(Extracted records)
**********
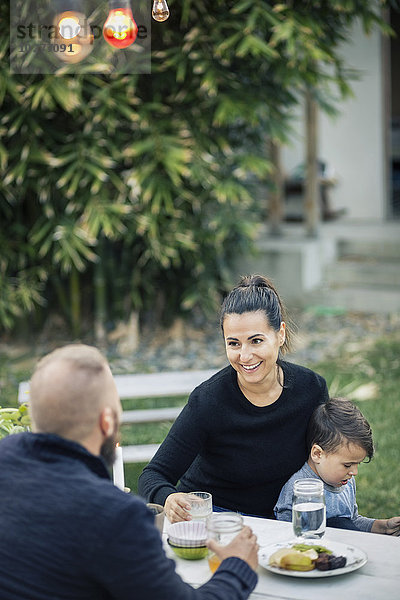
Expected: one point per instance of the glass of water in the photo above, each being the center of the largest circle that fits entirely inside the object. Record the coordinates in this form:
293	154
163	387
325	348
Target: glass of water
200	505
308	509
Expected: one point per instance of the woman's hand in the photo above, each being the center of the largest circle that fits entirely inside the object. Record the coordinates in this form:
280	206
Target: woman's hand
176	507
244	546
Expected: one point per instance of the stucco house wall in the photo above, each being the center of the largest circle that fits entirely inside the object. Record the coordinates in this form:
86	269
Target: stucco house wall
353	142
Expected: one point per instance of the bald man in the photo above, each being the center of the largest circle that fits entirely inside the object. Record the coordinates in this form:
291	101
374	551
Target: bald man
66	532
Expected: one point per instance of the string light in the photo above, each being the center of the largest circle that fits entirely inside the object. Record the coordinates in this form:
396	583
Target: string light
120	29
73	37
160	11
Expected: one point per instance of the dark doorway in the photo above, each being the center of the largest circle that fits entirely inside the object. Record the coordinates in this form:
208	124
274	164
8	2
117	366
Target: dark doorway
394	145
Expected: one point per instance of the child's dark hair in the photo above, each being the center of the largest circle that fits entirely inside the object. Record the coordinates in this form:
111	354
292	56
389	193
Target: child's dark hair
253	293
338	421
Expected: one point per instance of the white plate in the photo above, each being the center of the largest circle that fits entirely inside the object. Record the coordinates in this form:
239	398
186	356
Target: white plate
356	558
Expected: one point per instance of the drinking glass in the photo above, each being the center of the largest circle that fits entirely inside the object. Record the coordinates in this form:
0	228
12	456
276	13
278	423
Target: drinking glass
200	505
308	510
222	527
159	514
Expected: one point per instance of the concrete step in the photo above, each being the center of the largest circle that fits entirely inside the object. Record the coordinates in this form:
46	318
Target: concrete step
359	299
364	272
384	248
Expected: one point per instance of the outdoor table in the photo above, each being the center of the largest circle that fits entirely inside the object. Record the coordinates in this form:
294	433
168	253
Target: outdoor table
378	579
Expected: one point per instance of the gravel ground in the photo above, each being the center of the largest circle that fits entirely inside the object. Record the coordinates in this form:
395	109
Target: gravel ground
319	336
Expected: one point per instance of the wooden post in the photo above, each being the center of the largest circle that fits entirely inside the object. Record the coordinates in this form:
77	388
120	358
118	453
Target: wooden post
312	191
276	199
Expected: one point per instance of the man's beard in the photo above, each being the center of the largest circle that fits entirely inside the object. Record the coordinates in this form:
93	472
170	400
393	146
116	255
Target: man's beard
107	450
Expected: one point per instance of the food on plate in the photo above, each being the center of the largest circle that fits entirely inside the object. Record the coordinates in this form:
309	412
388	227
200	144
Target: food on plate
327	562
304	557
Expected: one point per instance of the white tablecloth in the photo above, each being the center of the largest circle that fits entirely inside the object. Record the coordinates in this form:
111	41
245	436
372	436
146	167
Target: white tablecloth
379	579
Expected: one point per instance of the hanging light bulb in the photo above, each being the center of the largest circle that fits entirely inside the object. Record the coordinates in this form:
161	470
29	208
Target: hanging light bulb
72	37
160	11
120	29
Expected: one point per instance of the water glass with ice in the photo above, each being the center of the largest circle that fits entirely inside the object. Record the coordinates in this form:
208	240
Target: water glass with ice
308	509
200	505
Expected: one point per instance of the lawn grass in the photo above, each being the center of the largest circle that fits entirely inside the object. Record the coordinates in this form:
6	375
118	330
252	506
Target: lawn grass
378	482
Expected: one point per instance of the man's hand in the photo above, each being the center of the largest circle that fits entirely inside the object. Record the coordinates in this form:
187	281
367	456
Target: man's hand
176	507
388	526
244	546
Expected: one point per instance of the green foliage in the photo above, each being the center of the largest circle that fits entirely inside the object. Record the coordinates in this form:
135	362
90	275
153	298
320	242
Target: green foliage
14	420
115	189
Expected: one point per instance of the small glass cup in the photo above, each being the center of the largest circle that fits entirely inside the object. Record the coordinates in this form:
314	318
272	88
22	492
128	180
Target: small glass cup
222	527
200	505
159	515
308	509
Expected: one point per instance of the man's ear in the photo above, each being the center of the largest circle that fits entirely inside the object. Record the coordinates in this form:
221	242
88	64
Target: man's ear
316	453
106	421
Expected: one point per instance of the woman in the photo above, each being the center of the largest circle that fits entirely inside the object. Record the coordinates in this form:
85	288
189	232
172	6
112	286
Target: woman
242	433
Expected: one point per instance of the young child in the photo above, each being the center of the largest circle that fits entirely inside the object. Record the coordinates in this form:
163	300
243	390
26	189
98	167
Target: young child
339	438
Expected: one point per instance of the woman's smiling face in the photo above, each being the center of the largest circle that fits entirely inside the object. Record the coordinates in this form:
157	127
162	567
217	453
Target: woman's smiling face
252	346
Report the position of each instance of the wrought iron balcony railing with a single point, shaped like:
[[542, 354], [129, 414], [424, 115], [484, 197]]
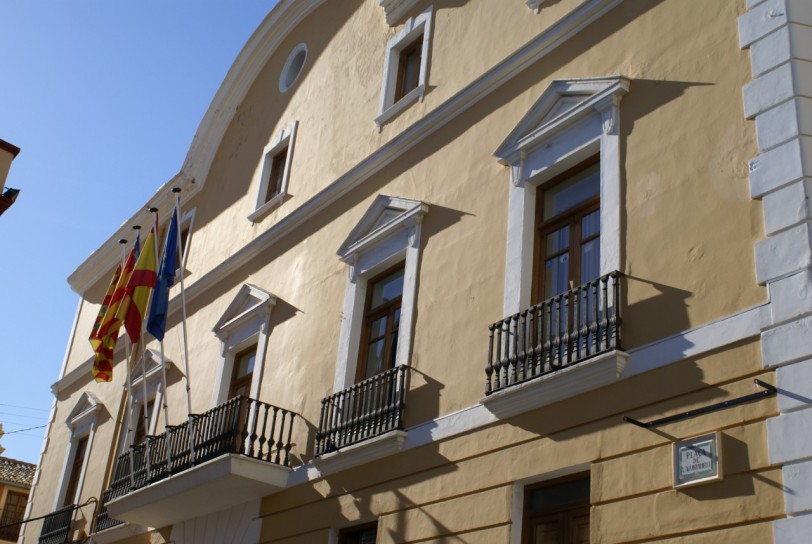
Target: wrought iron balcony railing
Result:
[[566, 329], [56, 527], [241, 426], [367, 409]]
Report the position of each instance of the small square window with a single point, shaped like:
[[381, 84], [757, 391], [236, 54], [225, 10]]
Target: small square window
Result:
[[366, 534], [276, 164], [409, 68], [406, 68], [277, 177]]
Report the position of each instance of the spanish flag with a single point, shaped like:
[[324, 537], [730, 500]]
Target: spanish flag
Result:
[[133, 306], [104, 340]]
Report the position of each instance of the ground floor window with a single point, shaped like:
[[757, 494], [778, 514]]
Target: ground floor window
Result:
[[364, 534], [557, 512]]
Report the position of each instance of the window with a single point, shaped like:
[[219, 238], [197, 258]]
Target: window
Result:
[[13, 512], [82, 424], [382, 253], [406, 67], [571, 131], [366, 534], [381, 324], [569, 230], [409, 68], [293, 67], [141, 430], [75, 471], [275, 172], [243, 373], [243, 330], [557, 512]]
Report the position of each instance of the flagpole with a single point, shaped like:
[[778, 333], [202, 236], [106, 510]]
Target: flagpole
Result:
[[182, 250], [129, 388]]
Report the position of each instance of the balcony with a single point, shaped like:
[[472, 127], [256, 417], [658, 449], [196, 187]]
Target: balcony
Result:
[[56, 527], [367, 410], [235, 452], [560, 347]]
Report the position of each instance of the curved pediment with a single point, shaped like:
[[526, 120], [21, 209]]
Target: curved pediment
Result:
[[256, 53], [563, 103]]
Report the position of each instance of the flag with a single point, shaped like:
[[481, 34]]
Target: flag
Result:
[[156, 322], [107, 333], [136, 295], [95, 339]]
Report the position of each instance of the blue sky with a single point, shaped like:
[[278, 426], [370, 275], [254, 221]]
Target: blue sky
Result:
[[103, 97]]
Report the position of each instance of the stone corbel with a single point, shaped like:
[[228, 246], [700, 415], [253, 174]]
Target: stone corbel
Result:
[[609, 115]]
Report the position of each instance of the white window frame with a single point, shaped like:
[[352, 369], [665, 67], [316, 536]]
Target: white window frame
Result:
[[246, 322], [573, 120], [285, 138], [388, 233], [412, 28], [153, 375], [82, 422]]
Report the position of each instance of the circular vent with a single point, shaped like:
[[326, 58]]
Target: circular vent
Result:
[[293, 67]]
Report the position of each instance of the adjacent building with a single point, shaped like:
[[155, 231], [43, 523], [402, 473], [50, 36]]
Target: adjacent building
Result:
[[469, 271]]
**********
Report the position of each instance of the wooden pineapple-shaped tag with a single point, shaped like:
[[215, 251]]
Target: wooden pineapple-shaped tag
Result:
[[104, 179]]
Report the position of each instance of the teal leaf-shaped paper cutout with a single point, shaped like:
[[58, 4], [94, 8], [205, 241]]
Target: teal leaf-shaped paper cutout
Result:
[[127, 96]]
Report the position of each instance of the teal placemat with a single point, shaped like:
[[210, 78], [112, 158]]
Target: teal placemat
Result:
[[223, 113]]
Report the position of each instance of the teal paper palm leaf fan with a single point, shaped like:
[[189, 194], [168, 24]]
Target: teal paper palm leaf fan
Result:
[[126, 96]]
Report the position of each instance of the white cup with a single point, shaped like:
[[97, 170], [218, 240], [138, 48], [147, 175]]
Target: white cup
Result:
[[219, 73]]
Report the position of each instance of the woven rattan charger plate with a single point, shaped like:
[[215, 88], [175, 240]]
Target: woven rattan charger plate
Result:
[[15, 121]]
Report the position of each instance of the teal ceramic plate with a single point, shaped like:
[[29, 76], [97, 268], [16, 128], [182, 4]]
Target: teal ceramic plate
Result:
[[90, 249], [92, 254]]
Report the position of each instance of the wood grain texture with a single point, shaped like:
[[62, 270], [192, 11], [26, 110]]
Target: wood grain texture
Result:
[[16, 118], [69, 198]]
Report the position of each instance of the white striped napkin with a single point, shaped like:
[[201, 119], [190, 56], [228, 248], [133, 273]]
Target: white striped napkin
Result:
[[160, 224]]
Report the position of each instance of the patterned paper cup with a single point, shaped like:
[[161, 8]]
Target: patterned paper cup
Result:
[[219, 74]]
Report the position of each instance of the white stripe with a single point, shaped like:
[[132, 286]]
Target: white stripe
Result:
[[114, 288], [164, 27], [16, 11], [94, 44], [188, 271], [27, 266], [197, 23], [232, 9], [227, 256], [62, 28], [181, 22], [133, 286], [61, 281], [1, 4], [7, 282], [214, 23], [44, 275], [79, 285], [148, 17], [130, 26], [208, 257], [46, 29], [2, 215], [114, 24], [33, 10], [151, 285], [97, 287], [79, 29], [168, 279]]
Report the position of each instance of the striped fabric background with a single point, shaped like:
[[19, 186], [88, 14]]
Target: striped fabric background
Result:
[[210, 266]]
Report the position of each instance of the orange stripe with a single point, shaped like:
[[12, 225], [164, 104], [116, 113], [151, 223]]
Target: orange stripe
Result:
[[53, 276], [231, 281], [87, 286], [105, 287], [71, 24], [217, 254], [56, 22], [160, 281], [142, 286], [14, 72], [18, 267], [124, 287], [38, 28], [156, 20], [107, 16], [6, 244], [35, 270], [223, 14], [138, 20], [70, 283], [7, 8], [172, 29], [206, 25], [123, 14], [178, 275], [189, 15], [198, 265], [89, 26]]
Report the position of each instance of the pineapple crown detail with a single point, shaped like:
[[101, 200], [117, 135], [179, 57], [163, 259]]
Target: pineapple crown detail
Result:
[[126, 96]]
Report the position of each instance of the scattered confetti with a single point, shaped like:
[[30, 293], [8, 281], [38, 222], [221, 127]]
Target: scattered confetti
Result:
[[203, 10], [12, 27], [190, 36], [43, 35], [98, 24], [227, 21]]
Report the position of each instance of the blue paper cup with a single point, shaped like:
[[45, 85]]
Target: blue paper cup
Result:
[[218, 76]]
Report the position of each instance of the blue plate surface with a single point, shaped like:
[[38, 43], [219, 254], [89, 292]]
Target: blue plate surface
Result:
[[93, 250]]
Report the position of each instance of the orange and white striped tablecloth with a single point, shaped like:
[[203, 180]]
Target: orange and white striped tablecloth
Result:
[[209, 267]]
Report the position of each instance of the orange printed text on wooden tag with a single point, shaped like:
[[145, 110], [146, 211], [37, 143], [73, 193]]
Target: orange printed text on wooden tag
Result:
**********
• [ACTION ITEM]
Reproduce the lines above, beginning at the line with "[[481, 34]]" and stopping after the line with "Target: white window frame", exactly as they are.

• [SOLUTION FOR THIS PROBLEM]
[[481, 34]]
Target: flag
Result:
[[156, 322], [107, 333], [136, 295], [95, 339]]
Report the position of each instance of the blue sky with a single point, shaped like:
[[278, 426], [370, 275], [254, 221]]
Target: blue sky
Result:
[[103, 97]]
Report the position of each instance of the stone corbel with a single point, shaped like:
[[228, 246], [700, 415], [253, 174]]
Target: stone corbel
Result:
[[609, 115]]
Report the position of each instance of the white window frame with a single point, shaped like:
[[352, 369], [665, 67], [316, 536]]
Target: white window frame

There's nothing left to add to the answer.